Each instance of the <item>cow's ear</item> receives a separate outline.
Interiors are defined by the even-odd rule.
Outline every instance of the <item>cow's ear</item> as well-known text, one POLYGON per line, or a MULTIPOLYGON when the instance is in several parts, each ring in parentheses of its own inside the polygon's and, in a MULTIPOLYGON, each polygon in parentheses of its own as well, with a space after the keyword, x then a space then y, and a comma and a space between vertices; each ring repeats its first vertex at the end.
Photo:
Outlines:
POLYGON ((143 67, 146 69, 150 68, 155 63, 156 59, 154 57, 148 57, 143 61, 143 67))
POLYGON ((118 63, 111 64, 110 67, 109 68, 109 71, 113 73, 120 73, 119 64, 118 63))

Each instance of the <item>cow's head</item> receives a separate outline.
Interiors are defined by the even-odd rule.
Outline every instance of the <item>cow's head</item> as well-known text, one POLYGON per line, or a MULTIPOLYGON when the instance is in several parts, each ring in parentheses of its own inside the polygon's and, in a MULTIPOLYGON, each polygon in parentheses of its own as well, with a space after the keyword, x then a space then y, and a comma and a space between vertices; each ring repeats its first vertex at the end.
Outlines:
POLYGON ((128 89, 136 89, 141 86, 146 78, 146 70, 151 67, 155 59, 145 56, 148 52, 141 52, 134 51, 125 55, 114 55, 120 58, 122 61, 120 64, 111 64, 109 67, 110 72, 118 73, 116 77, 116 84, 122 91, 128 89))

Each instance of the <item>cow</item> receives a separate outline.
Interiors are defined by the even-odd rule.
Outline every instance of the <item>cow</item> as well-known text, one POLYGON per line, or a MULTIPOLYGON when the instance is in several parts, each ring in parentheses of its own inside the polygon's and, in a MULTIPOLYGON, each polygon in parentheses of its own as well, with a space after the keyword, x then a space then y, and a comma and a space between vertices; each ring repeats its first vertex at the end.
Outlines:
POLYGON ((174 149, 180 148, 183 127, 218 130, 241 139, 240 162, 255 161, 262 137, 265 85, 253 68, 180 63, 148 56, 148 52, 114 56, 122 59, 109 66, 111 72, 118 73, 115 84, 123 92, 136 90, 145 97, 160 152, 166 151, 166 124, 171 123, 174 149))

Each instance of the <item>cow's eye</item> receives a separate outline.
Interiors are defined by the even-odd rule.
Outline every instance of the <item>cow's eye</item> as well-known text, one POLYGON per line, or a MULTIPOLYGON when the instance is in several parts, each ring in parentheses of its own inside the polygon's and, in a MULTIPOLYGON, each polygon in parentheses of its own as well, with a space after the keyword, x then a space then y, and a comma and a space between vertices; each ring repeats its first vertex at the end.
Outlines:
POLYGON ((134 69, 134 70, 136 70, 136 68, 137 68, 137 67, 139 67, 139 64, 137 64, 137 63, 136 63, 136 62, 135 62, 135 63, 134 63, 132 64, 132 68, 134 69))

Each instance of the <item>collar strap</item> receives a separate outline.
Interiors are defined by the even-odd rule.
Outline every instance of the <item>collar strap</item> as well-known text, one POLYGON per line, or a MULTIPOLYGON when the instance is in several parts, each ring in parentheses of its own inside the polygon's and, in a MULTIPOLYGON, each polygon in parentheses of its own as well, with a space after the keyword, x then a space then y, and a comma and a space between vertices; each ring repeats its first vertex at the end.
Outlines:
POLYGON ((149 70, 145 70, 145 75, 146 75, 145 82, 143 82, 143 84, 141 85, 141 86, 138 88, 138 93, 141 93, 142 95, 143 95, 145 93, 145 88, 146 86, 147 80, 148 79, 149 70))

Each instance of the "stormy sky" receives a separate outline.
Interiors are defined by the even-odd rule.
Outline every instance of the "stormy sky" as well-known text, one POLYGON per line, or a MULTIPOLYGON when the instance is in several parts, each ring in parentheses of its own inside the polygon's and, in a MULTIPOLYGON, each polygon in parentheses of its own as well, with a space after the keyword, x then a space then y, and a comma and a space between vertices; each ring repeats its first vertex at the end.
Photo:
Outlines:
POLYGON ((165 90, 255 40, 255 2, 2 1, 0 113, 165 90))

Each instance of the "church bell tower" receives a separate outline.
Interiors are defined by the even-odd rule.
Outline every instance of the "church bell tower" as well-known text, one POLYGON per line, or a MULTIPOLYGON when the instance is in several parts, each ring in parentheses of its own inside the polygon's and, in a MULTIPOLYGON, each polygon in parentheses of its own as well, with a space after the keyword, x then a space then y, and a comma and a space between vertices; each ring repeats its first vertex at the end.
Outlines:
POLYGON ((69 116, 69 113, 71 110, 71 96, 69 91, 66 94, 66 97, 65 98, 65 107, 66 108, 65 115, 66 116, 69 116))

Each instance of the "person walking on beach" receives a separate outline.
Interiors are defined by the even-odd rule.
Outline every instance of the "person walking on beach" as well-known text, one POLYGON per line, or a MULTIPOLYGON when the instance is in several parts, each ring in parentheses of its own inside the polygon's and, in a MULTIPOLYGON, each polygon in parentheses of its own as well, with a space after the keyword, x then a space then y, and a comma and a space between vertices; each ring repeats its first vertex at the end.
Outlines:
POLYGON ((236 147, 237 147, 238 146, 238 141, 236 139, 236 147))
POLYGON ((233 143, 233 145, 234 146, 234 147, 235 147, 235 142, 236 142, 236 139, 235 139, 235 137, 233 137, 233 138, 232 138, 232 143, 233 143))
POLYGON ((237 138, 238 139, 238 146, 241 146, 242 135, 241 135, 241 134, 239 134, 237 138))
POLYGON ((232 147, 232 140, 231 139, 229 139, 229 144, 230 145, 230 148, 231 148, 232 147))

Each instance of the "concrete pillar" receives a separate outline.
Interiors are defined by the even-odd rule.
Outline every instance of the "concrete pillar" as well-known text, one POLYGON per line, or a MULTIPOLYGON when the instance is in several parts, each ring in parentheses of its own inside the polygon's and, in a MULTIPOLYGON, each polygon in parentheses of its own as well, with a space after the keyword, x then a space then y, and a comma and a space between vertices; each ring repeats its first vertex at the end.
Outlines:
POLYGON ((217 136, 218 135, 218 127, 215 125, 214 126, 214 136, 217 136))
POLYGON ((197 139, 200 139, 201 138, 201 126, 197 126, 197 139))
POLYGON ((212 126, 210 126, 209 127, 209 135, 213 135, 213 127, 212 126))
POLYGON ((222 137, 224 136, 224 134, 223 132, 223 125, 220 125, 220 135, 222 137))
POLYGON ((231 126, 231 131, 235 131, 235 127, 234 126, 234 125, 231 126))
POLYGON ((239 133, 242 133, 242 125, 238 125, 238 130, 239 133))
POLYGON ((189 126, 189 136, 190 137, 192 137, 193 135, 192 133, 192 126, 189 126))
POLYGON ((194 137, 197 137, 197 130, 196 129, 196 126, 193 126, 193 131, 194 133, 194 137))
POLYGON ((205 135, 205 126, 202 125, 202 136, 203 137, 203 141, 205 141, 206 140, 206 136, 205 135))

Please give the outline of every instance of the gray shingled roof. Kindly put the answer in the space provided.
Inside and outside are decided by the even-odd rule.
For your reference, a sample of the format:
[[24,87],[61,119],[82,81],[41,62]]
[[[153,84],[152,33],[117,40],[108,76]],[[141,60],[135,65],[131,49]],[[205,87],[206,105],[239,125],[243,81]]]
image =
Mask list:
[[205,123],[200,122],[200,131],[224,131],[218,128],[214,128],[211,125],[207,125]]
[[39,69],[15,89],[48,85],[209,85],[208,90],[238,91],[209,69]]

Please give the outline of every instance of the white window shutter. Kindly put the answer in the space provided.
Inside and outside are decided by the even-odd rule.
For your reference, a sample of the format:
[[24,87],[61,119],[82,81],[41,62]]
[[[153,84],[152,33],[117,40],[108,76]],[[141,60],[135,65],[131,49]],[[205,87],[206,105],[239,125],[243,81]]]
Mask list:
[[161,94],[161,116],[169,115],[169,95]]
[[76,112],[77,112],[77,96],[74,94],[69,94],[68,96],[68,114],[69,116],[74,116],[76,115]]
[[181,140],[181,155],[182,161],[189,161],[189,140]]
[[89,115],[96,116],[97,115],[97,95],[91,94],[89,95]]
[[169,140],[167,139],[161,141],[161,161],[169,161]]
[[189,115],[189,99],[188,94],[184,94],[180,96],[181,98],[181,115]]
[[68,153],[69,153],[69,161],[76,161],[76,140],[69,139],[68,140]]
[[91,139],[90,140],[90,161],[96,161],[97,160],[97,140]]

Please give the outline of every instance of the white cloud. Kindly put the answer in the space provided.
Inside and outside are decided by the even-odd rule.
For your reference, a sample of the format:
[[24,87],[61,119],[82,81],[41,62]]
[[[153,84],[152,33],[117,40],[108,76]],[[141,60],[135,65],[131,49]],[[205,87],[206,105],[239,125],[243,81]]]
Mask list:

**Directions:**
Format the rows from the line containing "Please give the outline of every instance of the white cloud." through the last line of the rows as a JSON list of strings, one string per line, with blank lines omitted.

**Reply to the exercise:**
[
  "Please give the outline of every instance of the white cloud. Kindly put the answer in the space provided.",
  "Inside and outside are decided by the even-odd rule.",
  "For your reference, a sample of the format:",
  "[[24,87],[61,119],[82,81],[41,62]]",
  "[[[153,84],[152,33],[117,40],[108,76]],[[141,60],[135,65],[131,49]],[[205,87],[206,105],[239,125],[243,81]]]",
  "Mask list:"
]